**CONSIGNE:** Recopiez mot pour mot l'intégralité du récit d'une journée en cellule.

**TEXTE FOURNI:**
C’est ainsi que se passe la journée. Mais parfois, des choses extraordinaires se produisent, comme lorsqu’on vous crie soudainement d’une voix effrayante : levez-vous ! Contre le mur ! Les mains derrière le dos ! « Se lever » signifie qu’intervient soit l’un des adjoints du procureur, soit un membre de la commission de surveillance publique, soit le commissaire aux droits de l’homme. À part ces « divertissements », tout est routine.

Mais il y a un moment particulier dans ce marathon quotidien de 24 heures. Il est 21 heures. Mon haut-parleur était éteint à ma demande. Une porte en fer mène au couloir. Devant la porte en fer se trouve une cage en fer. Si vous vous approchez très près et posez votre oreille contre cette cage de fer, vous pouvez entendre ce que diffusent les haut-parleurs des autres cellules.

Pourquoi je parle de 21 heures ? Le journal d’actualités commence à cette heure. Et ces actualités sont diffusées dans l’émission « Soloviev Live » (une chaine de propagande virulente et féroce, agressive et provocatrice). Il y a trois ans, je n’aurais jamais cru que j’écouterais attentivement « Soloviev Live » tous les soirs pendant cinq minutes mais je le fais.

En fait, ce que j’attends, c’est l’annonce de la paix. Mais il n’y en a pas.

Et tout récemment, j’ai entendu dire que l’essence de ce qui se passe est l’établissement d’un « nouvel ordre mondial plus juste » dans lequel les « intérêts de la majorité mondiale » seront pris en compte et garantis. Eh bien, oui, le monde s’effondre sous tous ses aspects, mais je ne sais tout simplement pas ce qu’est ce « nouvel ordre mondial plus juste ». Je ne sais pas quels sont « les intérêts de la majorité mondiale ».

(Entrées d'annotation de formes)
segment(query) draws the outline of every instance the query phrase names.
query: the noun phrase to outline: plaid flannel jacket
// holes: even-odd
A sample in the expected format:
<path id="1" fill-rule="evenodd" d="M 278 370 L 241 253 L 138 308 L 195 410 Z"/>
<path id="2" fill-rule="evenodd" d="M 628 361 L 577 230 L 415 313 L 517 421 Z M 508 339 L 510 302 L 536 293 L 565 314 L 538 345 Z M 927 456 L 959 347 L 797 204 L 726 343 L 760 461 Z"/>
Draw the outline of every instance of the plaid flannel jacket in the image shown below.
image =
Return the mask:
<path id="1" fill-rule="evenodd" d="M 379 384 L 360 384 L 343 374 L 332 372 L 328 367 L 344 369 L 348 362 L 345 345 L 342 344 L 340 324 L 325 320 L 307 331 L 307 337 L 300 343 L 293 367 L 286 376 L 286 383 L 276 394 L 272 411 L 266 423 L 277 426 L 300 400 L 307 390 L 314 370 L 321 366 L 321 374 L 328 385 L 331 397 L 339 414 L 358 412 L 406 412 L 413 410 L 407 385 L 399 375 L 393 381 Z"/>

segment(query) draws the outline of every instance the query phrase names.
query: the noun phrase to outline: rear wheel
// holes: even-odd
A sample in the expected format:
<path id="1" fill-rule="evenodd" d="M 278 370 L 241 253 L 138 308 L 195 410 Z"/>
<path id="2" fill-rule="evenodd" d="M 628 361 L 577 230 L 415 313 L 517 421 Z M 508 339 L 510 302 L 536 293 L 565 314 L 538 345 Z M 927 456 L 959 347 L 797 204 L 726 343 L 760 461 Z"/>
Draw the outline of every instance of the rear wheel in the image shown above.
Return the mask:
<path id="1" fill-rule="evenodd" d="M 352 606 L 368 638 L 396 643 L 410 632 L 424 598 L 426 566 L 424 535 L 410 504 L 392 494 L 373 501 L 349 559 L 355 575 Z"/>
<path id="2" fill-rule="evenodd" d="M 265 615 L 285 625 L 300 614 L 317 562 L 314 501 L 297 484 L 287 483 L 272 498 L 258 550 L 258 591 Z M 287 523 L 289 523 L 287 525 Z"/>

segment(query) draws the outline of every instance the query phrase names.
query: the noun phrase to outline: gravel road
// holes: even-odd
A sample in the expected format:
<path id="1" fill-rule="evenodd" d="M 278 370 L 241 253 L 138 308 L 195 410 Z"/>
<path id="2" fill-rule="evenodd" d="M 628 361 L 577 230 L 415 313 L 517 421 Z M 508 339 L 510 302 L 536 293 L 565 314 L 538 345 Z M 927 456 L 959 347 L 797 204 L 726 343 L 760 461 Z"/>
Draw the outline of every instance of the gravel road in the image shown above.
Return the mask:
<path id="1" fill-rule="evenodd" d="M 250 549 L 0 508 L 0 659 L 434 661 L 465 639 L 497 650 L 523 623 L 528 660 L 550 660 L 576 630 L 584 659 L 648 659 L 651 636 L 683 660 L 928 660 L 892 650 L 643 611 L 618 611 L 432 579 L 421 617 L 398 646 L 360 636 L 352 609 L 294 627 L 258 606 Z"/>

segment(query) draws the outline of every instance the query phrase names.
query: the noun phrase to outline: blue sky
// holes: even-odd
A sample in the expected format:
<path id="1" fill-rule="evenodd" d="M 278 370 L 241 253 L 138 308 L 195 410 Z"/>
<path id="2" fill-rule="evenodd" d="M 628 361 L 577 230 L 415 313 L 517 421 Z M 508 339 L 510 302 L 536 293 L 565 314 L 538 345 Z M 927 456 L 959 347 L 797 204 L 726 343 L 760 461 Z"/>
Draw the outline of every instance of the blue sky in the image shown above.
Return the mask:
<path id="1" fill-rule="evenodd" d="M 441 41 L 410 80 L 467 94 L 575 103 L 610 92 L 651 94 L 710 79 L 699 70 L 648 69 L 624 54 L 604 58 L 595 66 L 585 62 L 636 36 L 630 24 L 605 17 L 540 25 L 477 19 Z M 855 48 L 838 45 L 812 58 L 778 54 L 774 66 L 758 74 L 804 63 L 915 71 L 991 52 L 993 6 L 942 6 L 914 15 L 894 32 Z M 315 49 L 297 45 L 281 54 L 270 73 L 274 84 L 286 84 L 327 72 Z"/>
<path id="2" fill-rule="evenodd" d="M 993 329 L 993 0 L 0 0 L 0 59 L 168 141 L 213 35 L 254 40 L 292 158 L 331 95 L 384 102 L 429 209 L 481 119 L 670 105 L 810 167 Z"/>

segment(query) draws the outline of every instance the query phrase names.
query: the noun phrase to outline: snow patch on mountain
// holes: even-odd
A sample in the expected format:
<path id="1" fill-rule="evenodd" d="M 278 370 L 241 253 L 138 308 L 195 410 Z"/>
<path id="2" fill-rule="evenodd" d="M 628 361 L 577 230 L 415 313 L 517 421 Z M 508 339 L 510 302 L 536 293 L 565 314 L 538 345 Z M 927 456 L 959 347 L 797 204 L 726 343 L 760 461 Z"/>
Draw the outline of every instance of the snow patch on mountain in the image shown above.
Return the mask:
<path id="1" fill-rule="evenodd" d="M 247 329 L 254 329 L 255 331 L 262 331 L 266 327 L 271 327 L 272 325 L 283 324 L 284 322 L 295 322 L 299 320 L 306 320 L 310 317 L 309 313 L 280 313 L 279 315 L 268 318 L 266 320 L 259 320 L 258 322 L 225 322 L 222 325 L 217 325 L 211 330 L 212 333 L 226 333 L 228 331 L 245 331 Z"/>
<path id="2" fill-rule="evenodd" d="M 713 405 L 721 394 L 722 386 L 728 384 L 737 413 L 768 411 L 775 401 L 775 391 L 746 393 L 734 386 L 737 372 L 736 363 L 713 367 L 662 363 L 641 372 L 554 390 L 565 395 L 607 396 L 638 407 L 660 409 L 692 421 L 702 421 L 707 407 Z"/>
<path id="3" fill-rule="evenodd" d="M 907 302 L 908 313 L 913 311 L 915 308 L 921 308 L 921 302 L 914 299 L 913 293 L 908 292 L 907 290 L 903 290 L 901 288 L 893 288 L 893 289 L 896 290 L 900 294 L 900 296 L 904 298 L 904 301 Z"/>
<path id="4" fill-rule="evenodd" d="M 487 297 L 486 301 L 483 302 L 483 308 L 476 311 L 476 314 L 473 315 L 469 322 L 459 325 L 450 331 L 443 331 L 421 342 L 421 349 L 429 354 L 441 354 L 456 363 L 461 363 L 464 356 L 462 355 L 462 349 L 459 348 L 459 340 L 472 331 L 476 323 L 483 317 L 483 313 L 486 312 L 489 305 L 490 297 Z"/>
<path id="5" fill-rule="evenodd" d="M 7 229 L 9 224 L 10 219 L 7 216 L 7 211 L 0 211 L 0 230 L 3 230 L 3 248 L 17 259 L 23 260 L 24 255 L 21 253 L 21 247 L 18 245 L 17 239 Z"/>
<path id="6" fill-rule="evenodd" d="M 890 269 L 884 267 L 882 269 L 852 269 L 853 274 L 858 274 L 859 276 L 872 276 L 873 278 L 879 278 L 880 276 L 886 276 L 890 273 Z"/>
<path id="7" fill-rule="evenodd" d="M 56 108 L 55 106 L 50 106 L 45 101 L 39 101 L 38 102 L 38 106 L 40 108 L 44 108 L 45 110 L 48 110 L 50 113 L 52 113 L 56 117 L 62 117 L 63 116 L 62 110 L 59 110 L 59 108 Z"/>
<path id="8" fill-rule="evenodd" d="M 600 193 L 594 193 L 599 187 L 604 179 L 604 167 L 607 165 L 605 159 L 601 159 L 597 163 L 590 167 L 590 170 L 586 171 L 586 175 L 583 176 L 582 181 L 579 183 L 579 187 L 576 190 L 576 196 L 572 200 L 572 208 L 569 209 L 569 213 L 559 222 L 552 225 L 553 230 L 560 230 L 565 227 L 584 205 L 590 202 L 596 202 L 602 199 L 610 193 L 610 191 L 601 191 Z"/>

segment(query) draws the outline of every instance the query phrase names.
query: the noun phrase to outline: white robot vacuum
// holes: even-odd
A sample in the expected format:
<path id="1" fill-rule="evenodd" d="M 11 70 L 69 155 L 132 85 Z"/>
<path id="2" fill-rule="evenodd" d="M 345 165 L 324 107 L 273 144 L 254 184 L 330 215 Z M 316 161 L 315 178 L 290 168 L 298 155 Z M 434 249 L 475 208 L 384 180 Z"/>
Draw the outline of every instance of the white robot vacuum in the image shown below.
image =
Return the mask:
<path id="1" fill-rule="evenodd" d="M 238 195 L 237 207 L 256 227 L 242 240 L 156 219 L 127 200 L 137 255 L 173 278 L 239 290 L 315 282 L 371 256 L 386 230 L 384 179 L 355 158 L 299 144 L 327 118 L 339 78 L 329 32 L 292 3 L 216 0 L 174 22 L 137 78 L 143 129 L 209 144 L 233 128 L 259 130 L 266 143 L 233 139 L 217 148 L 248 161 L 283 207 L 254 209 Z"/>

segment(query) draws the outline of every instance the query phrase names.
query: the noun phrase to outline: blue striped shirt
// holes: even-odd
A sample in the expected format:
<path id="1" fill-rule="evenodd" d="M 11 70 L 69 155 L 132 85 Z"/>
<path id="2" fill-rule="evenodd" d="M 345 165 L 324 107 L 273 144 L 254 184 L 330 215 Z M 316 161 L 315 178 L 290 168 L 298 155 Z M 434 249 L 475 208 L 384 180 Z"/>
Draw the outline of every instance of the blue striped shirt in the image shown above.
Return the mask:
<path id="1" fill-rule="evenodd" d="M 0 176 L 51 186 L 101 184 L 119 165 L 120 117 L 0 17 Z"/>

**CORRIGÉ:**
C’est ainsi que se passe la journée. Mais parfois, des choses extraordinaires se produisent, comme lorsqu’on vous crie soudainement d’une voix effrayante : levez-vous ! Contre le mur ! Les mains derrière le dos ! « Se lever » signifie qu’intervient soit l’un des adjoints du procureur, soit un membre de la commission de surveillance publique, soit le commissaire aux droits de l’homme. À part ces « divertissements », tout est routine.

Mais il y a un moment particulier dans ce marathon quotidien de 24 heures. Il est 21 heures. Mon haut-parleur était éteint à ma demande. Une porte en fer mène au couloir. Devant la porte en fer se trouve une cage en fer. Si vous vous approchez très près et posez votre oreille contre cette cage de fer, vous pouvez entendre ce que diffusent les haut-parleurs des autres cellules.

Pourquoi je parle de 21 heures ? Le journal d’actualités commence à cette heure. Et ces actualités sont diffusées dans l’émission « Soloviev Live » (une chaine de propagande virulente et féroce, agressive et provocatrice). Il y a trois ans, je n’aurais jamais cru que j’écouterais attentivement « Soloviev Live » tous les soirs pendant cinq minutes mais je le fais.

En fait, ce que j’attends, c’est l’annonce de la paix. Mais il n’y en a pas.

Et tout récemment, j’ai entendu dire que l’essence de ce qui se passe est l’établissement d’un « nouvel ordre mondial plus juste » dans lequel les « intérêts de la majorité mondiale » seront pris en compte et garantis. Eh bien, oui, le monde s’effondre sous tous ses aspects, mais je ne sais tout simplement pas ce qu’est ce « nouvel ordre mondial plus juste ». Je ne sais pas quels sont « les intérêts de la majorité mondiale ».